- Description of the task
Could you rewrite the records from their start through the line containing "positive clicks: (232, 385)", inclusive, changing "approximate" to "loose" and keeping everything else the same, with the picture left out?

- Extracted entries

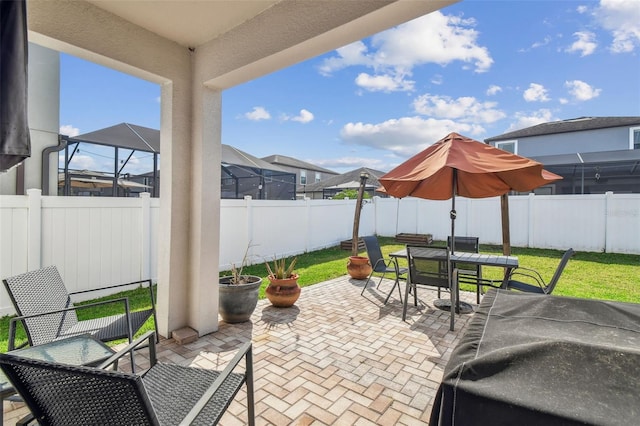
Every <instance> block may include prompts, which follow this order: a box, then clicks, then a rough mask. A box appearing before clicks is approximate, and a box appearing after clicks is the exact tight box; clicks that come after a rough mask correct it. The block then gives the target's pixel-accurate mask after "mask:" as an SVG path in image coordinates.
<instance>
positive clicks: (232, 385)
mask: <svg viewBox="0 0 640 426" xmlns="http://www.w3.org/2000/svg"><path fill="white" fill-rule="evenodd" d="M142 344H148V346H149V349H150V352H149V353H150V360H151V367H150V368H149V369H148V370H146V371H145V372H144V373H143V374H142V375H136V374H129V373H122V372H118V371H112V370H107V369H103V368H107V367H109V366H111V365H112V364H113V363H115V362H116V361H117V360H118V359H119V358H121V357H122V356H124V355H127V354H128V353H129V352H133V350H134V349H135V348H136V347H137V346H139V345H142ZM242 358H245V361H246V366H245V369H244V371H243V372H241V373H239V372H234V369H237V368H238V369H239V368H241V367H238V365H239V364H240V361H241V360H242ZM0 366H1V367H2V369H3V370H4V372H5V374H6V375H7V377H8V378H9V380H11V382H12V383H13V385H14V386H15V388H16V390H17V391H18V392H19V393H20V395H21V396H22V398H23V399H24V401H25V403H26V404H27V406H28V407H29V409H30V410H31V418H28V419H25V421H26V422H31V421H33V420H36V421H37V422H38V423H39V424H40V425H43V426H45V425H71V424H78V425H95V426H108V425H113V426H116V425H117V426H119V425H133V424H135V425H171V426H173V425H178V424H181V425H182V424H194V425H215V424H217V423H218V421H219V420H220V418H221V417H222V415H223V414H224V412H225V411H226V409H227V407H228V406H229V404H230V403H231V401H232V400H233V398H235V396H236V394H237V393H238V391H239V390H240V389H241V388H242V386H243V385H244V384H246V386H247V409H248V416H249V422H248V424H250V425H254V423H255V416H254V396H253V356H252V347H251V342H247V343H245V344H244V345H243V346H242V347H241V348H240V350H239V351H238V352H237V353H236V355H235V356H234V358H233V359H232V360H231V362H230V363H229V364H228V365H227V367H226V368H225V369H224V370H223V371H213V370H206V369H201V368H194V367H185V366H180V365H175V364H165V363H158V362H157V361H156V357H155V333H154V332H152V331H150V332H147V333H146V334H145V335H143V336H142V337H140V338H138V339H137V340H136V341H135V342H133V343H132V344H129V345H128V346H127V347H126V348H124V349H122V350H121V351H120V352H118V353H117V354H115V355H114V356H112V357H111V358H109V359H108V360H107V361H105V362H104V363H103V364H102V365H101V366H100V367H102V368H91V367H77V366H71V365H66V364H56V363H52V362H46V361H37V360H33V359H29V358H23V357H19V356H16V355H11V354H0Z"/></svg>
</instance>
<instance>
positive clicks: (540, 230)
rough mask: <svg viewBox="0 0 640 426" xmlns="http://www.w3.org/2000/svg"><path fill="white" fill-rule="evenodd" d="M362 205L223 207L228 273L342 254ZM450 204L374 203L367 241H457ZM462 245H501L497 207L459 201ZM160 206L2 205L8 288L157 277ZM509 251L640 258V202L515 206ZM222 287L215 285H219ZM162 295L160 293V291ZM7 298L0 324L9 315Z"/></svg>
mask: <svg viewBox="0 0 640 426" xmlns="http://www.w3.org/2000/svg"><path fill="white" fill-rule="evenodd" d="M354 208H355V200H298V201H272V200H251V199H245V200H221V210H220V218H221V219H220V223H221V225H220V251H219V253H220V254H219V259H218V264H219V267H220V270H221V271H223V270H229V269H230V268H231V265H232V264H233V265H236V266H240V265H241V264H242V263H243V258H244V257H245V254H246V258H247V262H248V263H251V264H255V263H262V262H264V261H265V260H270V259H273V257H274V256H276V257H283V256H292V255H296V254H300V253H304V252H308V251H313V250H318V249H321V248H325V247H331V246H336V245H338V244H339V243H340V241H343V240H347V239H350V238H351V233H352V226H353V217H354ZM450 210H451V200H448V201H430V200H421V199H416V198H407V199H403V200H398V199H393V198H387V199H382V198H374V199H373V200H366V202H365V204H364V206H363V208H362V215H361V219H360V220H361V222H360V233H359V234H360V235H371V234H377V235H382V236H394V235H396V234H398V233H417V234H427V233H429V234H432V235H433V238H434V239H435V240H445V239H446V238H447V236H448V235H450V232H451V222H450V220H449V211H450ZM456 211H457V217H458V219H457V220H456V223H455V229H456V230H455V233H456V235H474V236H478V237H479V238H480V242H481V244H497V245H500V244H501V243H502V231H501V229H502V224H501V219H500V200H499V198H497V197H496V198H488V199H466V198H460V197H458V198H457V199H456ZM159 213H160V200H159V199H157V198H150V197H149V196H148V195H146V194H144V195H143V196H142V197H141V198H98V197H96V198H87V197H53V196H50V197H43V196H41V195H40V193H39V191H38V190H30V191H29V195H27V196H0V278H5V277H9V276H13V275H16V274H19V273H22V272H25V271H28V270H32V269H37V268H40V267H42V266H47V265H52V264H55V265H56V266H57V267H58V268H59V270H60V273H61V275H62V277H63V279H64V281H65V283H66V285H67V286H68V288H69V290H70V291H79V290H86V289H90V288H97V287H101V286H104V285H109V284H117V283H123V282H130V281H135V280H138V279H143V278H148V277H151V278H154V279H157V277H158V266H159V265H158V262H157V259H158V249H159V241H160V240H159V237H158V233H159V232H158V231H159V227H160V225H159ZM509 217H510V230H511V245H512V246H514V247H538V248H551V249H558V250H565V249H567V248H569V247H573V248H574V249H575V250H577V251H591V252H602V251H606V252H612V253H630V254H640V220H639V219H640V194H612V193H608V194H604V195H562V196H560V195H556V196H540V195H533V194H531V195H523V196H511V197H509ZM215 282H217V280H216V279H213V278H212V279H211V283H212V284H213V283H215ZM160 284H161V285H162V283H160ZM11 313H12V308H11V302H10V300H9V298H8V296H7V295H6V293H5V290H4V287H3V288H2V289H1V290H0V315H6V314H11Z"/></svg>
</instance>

- Result of the task
Every <instance> block may include prompts, which follow this order: a box, then clicks, then a rough mask. A box appearing before clicks is loose, and a box appearing after clicks is the exact tight box; clicks that come after a rough mask correct it. The block then gives the target's pixel-accurate mask after "mask:" as an SVG path in image coordinates.
<instance>
positive clicks: (232, 385)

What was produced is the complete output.